START
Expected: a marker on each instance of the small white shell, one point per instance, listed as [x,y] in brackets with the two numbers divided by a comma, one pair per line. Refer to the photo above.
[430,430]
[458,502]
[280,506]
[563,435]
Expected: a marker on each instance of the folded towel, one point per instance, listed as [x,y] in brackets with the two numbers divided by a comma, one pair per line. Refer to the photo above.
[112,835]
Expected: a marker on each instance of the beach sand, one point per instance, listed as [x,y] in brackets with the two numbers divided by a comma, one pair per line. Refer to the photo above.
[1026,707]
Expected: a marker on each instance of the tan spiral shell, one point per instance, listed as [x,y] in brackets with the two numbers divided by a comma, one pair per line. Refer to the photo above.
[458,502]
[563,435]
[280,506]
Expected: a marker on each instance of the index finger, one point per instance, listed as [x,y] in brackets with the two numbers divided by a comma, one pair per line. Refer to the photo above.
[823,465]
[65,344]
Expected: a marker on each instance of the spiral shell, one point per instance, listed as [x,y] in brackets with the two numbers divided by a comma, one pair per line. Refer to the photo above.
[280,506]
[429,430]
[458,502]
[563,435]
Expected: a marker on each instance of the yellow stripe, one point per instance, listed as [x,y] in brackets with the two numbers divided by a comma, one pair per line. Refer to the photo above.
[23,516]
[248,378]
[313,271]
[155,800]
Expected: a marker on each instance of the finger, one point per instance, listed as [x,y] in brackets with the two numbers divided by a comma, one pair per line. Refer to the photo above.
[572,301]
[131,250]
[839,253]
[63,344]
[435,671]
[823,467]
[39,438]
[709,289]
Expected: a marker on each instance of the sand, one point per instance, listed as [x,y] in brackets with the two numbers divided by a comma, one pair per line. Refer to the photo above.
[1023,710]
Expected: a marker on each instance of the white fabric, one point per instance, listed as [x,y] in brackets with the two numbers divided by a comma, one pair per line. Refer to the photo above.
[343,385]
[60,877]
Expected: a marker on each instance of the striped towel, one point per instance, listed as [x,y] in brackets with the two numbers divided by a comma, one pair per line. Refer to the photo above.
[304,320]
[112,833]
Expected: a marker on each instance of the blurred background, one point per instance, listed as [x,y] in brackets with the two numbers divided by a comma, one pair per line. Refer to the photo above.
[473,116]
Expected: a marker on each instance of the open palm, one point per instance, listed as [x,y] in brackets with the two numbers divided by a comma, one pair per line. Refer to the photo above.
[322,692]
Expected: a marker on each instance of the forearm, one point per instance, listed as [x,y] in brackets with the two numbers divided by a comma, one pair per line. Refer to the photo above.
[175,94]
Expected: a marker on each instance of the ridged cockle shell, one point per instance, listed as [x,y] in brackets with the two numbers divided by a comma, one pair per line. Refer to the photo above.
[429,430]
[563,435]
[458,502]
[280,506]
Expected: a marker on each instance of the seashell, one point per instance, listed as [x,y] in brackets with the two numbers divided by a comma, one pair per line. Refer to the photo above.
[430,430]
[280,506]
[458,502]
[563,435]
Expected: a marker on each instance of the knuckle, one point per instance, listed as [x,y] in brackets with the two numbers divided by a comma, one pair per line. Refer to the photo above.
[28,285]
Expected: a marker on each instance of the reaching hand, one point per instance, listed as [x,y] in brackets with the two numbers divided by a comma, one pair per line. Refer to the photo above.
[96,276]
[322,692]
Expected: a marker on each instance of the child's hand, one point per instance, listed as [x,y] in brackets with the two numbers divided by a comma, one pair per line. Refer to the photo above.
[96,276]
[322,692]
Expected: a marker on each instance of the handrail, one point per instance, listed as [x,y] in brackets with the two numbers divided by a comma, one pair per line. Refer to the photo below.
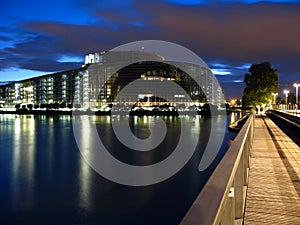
[222,199]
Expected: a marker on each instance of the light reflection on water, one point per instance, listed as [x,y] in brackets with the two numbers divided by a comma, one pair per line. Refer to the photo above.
[44,179]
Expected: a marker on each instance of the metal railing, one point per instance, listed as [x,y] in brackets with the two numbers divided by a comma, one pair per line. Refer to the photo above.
[222,200]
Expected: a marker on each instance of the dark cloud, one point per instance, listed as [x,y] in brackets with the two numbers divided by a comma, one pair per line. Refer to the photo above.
[232,34]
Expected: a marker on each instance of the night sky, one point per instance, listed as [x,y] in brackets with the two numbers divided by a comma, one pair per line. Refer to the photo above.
[39,37]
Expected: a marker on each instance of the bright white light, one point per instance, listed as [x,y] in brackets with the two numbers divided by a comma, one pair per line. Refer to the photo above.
[238,81]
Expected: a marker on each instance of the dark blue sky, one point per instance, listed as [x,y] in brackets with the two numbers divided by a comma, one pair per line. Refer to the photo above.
[38,37]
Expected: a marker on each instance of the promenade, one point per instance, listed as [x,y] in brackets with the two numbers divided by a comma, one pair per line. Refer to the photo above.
[273,195]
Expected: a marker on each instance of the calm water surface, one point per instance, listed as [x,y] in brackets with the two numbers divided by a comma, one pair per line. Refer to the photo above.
[44,179]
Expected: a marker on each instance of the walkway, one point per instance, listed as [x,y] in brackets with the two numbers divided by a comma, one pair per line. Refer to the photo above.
[273,195]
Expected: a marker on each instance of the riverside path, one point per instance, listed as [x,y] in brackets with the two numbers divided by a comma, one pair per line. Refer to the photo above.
[273,195]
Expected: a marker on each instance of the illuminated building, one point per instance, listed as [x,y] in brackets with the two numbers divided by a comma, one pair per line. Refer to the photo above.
[104,75]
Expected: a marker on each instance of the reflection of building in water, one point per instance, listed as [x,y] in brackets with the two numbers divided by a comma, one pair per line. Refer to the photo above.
[104,75]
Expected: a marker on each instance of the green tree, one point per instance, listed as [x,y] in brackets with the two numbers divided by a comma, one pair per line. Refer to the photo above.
[261,82]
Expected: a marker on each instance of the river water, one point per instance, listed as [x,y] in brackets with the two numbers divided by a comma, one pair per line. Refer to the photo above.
[45,180]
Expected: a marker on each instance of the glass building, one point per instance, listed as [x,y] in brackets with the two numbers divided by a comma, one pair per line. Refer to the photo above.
[106,74]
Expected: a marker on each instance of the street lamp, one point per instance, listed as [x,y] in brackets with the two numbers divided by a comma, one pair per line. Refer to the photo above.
[296,86]
[274,95]
[286,92]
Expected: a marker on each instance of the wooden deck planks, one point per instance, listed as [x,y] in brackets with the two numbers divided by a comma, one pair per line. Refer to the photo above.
[273,195]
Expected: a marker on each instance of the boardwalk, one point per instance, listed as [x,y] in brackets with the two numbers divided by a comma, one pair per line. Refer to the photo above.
[273,195]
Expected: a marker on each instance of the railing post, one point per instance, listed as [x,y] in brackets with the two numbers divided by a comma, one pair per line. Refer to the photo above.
[239,190]
[229,210]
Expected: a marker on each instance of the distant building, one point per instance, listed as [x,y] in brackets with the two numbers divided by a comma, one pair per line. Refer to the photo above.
[103,76]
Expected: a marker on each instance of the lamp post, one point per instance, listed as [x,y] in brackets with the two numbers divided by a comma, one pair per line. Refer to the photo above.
[274,95]
[286,92]
[296,86]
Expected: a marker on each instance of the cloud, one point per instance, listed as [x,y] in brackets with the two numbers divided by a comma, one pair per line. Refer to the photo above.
[228,33]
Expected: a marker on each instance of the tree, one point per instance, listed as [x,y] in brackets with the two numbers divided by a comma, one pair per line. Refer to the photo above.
[261,82]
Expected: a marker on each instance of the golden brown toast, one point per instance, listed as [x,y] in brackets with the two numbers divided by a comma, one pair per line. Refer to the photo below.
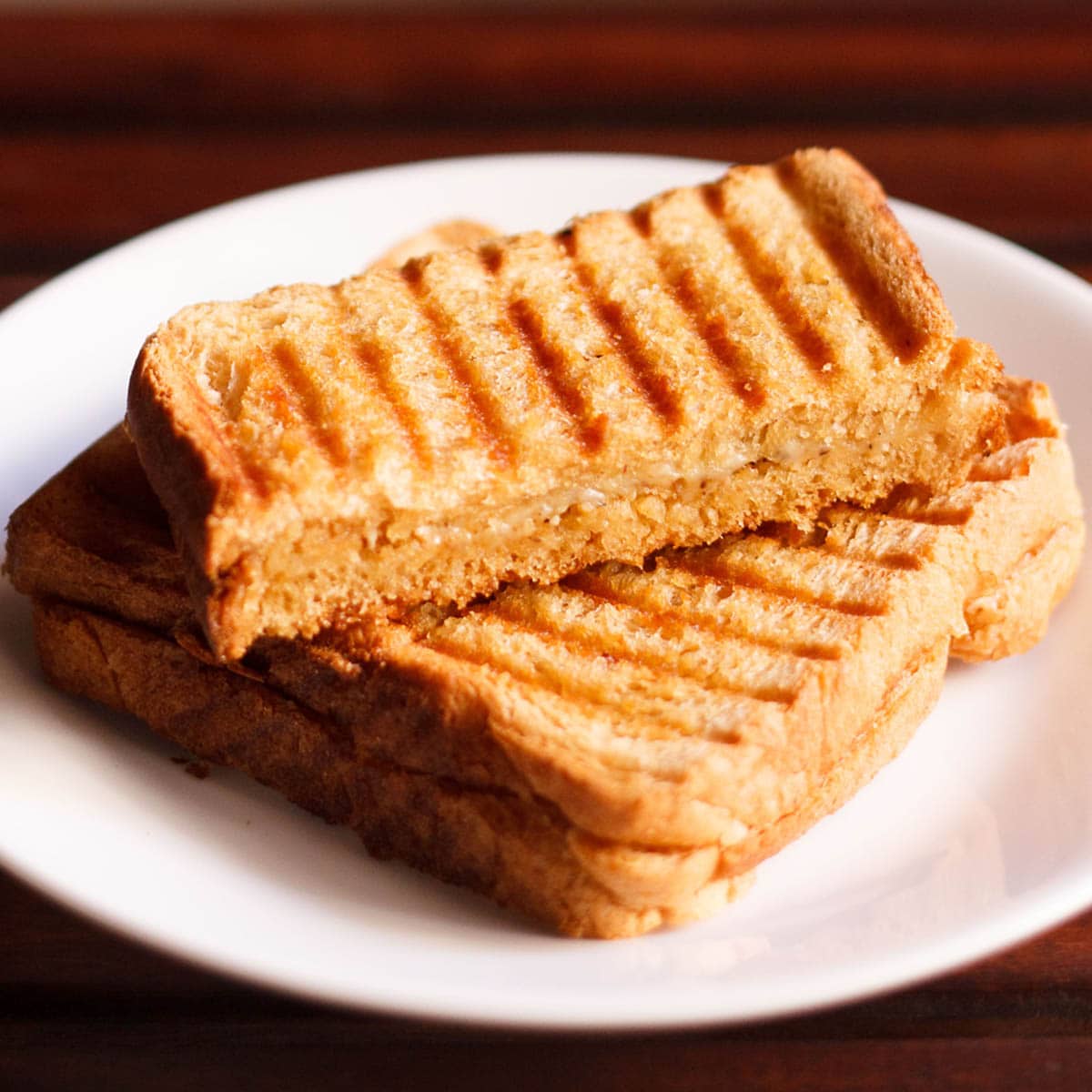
[517,849]
[747,350]
[609,754]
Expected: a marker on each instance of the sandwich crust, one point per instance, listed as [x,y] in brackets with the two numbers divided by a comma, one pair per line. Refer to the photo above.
[747,350]
[609,754]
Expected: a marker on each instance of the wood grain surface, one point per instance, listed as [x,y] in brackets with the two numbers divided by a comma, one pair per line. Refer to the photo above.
[113,125]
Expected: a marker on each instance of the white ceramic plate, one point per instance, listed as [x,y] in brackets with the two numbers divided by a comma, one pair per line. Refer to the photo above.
[977,836]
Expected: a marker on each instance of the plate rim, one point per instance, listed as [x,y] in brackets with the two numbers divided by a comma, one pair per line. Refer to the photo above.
[1007,927]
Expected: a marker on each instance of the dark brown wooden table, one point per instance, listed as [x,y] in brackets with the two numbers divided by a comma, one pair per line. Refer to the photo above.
[113,125]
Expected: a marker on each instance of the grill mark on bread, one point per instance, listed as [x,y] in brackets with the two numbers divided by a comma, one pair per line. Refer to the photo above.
[773,283]
[563,642]
[875,303]
[896,561]
[670,622]
[933,518]
[527,327]
[713,331]
[485,415]
[725,572]
[235,452]
[306,399]
[593,645]
[653,387]
[375,361]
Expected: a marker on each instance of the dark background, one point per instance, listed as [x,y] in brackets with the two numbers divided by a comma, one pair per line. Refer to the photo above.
[113,124]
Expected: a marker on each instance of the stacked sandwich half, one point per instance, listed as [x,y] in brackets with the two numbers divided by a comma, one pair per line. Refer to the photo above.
[585,571]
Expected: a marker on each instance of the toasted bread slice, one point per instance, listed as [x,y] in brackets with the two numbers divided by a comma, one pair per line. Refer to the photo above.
[447,235]
[518,850]
[747,350]
[609,754]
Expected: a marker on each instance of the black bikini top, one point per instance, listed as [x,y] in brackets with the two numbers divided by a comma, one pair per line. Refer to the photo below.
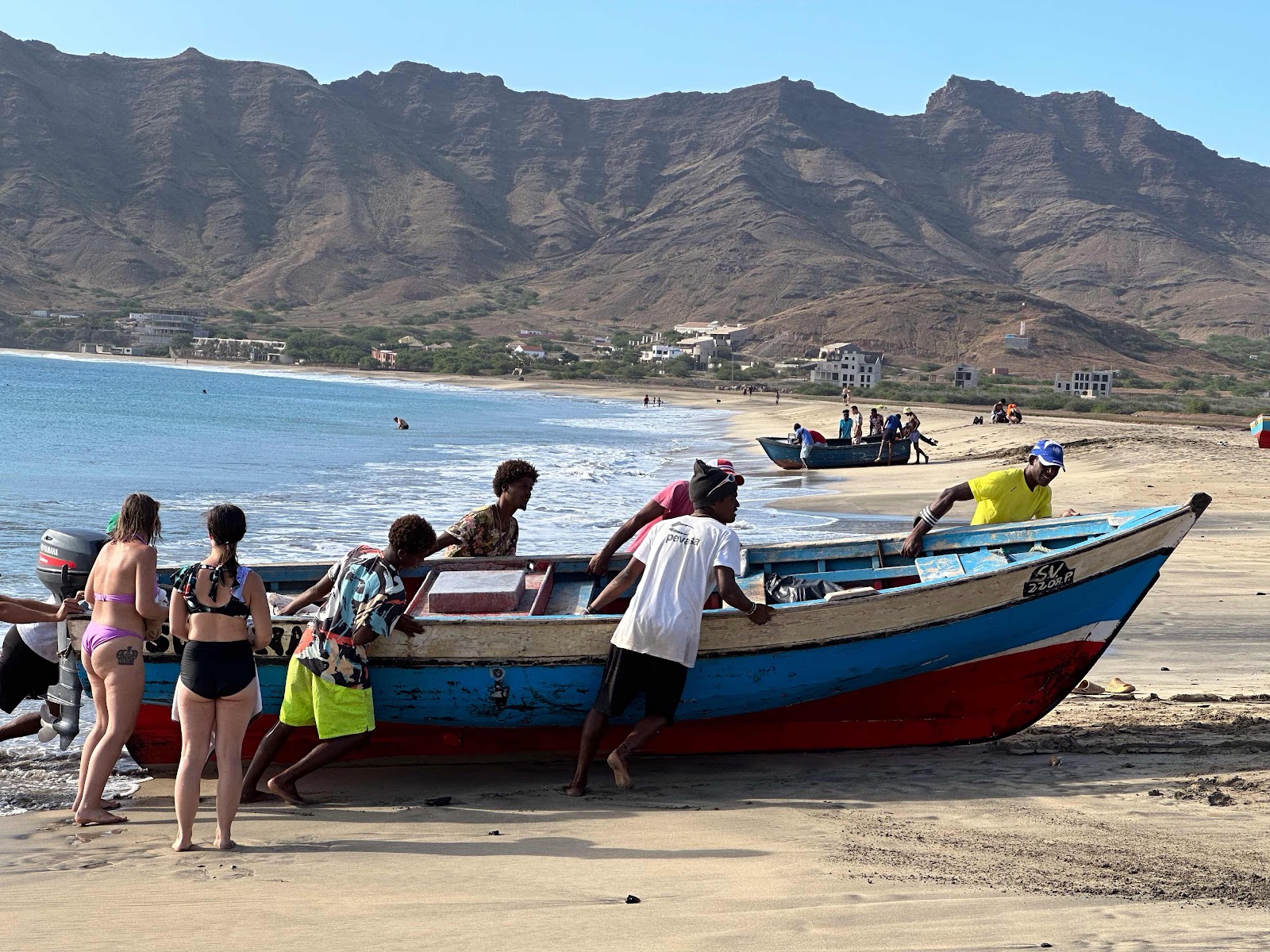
[184,581]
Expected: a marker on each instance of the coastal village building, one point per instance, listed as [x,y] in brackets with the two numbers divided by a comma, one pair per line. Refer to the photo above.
[725,336]
[241,349]
[159,328]
[965,376]
[1087,384]
[846,363]
[1020,340]
[702,349]
[660,352]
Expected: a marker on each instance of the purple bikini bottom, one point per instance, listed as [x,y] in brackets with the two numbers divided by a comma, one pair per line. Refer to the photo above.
[97,634]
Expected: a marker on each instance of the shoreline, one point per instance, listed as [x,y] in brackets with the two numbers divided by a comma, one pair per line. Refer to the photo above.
[1110,823]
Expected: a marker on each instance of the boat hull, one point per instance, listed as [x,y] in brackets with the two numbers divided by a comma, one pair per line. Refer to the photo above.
[987,662]
[835,455]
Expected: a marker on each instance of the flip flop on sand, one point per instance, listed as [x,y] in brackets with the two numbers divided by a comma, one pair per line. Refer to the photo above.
[1119,687]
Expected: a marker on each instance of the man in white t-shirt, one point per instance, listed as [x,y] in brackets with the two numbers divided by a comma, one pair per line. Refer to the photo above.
[656,644]
[671,503]
[29,658]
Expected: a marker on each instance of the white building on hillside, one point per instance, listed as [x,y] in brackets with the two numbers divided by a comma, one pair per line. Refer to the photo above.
[729,336]
[702,349]
[1087,384]
[848,365]
[241,349]
[965,376]
[159,328]
[660,352]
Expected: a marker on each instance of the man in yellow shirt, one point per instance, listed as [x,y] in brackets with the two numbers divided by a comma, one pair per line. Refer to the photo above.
[1005,495]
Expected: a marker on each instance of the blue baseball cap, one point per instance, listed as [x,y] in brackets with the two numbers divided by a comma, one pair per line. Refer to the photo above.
[1049,452]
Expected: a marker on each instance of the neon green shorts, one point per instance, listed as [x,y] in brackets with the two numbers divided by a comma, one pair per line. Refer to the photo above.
[333,710]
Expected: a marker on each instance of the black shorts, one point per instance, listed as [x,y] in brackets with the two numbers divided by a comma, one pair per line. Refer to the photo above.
[23,673]
[215,670]
[629,673]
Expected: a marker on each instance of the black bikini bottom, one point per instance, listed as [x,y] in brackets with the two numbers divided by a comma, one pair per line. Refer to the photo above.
[215,670]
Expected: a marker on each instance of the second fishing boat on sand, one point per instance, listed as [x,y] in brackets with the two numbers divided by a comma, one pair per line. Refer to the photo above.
[835,454]
[981,635]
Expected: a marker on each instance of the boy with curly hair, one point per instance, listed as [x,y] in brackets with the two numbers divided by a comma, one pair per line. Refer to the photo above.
[492,530]
[328,678]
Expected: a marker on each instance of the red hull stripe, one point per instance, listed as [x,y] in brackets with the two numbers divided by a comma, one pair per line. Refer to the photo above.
[969,702]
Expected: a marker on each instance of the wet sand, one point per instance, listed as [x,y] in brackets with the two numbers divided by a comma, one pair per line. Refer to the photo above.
[1111,824]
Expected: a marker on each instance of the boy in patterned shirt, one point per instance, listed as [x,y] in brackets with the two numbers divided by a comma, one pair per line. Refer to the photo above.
[328,677]
[492,530]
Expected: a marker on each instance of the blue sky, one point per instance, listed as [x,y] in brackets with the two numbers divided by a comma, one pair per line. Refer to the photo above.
[1200,69]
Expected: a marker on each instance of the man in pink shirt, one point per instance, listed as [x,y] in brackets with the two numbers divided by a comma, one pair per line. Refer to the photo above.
END
## WHAT IS NEEDED
Print from the line containing "black bikini bottom, one" to the last line above, exactly as written.

## FINISHED ANSWER
Expected: a marker on each instance of the black bikini bottom, one point per instance, listed as [x,y] in brackets with the two numbers divided by a comma, one pair per line. Refer to the photo above.
[215,670]
Expected: a marker on each instance of the second fishing boat on sand, one point per instance, listed as [x,y] in brackets with the two numbers divided by a comma, one pair per line. Refer to the photo above.
[835,454]
[981,635]
Expected: a marker on each instance of the boy with curly hair, one point per instance, listed as [x,y] in brackets with the two numbers divided by a comma, one pair per line. Refer to the photo above.
[492,530]
[328,678]
Expected: a marker on each instance of the red hull stripe, one point per instance, listed as [x,y] in brackets with the two numbers divided by a comma, one pair per line. Refer to the photo above.
[969,702]
Expected: a marker on each instance of the wet sand, one point per instance, listed as [x,y] in brackets with the two numbers divided by a comma, one pair per line. Refer to the photo above.
[1111,824]
Expected: a marker on each instance of the boy in patterned shirt, one point per instance, listed as [x,y] in brackets with the two numbers divided by a comma, one pair per line. Refer to the photo above.
[328,677]
[492,530]
Expected: a marker on each instance of the blue sky, one point per instance, listed as [x,y] in brackets with the two numbers divided by a comma, one pair per line. Refer to the photo above.
[1200,69]
Expected: a marker on each instance of the man in pink shirt, one point per instance, listed as [x,y] in brackets with the two numbers divided by a comma, one pair per line. Refer to the photo above.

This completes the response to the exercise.